Your tasks:
1) Reproduce the part of the biography of Lucien Arnaud that opens with the words containing "- Born: 26 August" and closes with "and acting coach.", keeping every word and mark unchanged.
2) Return each line of the records that contains the word "pumpkin", treating case as significant.

---- Passage to read

- Born: 26 August 1897 Toulon
- Died: 11 December 1975 (aged 78) Créteil
- Occupation(s): actor, acting coach

= Lucien Arnaud =

French actor (1897–1975)

Lucien Arnaud (26 August 1897 - 11 December 1975 ) was a French stage and film actor and acting coach.

==Career==
During the 1920s, Arnaud was part of the troupe de l'Atelier at the Théâtre-Montmartre in Paris (now Théâtre de l'Atelier), where he worked with Charles Dullin. Besides his work as a performer, Arnaud had a long career as an acting coach. Numerous French performers attended his classes, including Jean-Louis Barrault, Jean Vilar, Alain Cuny and Jean Marais. Arnaud later worked with Vilar at the Théâtre National Populaire where he also kept teaching acting. He played a role in starting Gérard Depardieu's career: Depardieu, who had accompanied a friend to Arnaud's class, was noticed by Arnaud who invited him to perform on stage.

--------
---- Material supplied

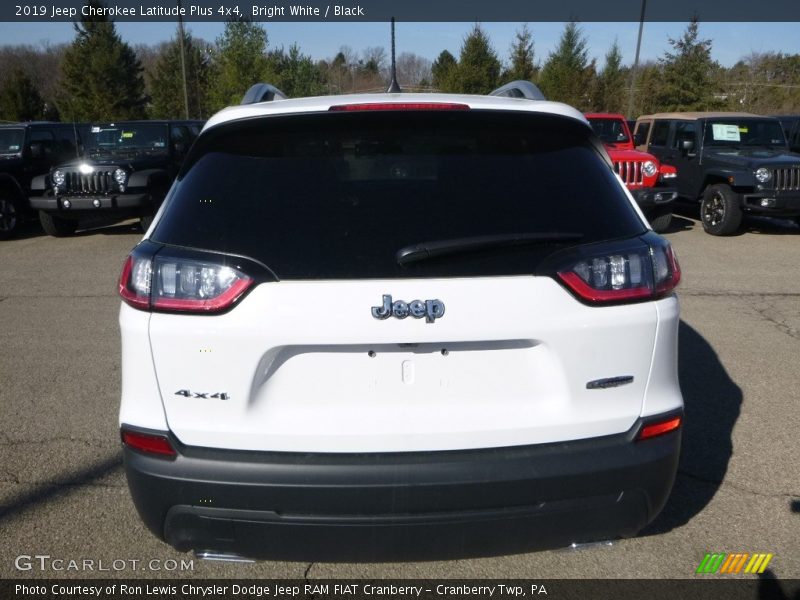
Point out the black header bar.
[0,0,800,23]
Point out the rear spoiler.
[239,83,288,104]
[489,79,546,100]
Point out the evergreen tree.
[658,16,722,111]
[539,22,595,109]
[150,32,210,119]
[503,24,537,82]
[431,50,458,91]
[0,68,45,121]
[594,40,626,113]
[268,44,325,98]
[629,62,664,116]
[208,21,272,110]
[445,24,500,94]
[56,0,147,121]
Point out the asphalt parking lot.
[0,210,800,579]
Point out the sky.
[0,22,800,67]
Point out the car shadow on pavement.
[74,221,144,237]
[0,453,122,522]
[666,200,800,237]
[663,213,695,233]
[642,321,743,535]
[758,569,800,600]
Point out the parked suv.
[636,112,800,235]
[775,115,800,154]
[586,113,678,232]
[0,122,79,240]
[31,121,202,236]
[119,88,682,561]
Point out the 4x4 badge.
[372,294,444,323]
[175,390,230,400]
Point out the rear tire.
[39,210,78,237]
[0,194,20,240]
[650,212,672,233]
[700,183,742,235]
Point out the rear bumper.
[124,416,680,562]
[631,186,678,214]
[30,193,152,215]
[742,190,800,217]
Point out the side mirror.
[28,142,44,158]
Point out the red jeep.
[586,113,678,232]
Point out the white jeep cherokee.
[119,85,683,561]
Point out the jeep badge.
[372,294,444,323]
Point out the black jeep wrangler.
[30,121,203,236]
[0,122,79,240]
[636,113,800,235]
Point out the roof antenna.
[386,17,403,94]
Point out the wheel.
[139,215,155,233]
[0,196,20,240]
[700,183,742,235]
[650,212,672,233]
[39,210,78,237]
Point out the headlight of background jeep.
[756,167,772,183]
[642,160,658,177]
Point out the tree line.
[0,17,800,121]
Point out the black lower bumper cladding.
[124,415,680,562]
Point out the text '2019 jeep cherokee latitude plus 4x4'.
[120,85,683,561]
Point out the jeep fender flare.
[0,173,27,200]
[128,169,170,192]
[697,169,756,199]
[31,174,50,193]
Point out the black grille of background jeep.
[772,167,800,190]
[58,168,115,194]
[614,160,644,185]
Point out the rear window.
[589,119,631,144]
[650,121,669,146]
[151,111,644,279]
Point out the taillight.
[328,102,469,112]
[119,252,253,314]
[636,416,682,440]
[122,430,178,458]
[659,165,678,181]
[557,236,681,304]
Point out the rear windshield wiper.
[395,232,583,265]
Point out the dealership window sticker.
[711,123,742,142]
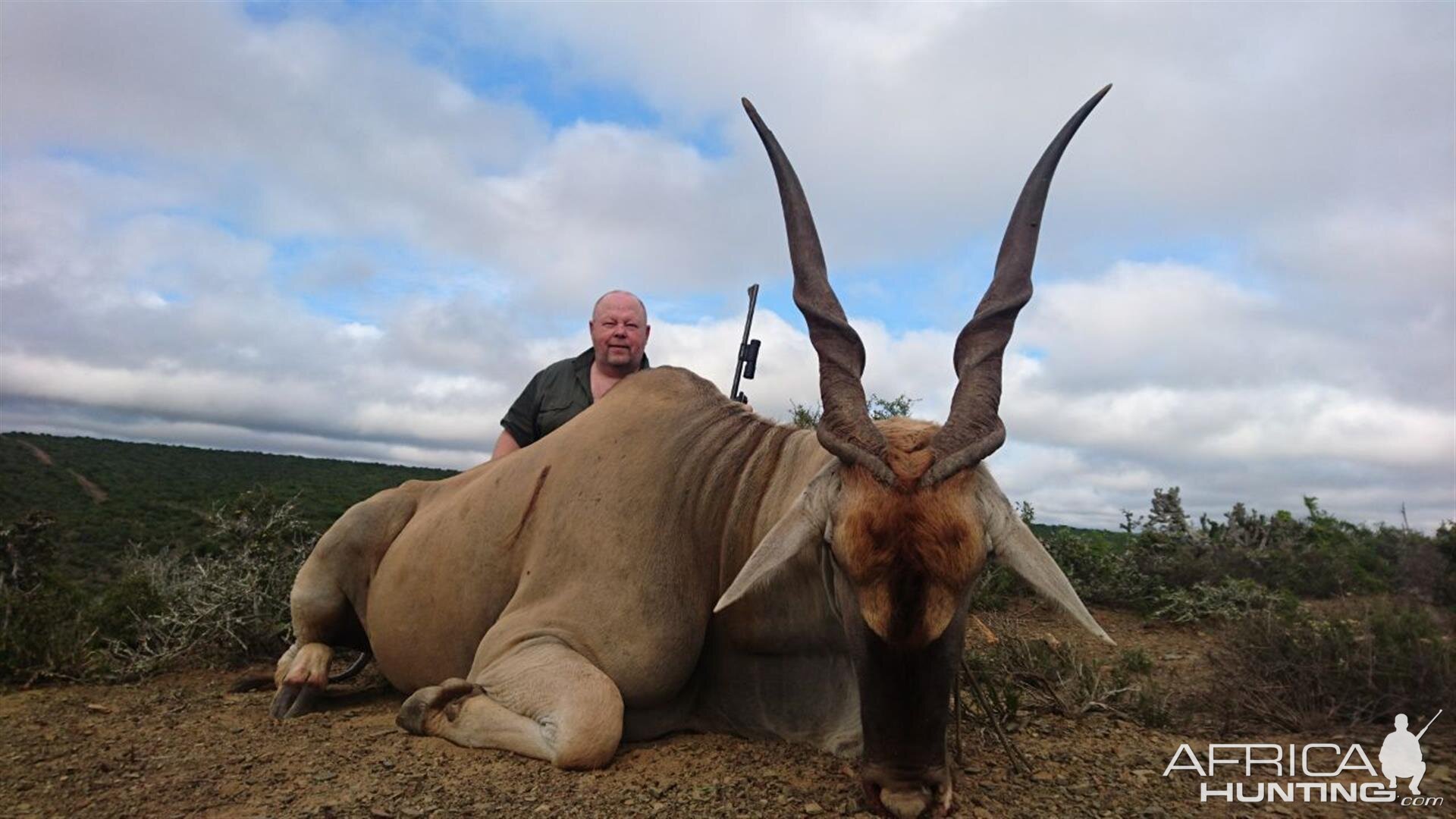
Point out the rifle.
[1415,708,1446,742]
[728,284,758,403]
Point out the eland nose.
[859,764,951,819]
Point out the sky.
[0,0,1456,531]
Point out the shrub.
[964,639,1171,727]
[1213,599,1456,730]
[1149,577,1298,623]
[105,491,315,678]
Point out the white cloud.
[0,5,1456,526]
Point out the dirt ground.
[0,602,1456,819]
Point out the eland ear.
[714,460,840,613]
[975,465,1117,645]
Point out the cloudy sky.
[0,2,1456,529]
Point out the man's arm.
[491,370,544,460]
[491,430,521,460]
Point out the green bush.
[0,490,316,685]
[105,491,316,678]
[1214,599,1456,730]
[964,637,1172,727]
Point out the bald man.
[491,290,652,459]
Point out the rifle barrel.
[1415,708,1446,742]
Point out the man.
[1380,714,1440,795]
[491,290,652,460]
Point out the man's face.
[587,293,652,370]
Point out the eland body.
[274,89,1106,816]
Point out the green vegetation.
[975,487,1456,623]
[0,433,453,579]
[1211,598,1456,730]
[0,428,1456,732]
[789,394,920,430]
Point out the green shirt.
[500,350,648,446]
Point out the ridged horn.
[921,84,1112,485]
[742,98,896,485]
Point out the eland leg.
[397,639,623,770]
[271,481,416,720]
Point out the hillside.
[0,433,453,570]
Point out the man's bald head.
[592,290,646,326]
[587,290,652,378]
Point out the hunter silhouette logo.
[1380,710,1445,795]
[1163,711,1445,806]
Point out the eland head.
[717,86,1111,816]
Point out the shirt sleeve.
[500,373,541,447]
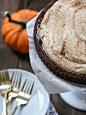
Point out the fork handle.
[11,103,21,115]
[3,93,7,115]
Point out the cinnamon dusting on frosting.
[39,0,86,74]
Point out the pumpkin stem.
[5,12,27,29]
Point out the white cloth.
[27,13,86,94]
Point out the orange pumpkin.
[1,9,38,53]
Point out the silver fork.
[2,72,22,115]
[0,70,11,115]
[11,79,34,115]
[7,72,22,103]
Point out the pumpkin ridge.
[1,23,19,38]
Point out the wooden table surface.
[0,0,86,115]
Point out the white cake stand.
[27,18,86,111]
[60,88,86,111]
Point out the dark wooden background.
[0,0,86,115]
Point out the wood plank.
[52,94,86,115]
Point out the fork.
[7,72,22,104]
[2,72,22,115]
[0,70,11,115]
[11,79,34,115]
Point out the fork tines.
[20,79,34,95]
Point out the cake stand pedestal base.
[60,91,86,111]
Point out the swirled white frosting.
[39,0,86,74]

--------

Written answers:
1)
- Born: 26 August 1897 Toulon
- Died: 11 December 1975 (aged 78) Créteil
- Occupation(s): actor, acting coach

= Lucien Arnaud =

French actor (1897–1975)

Lucien Arnaud (26 August 1897 - 11 December 1975 ) was a French stage and film actor and acting coach.

2)
Point out the pumpkin stem.
Point out the orange pumpkin.
Point out the pumpkin ridge.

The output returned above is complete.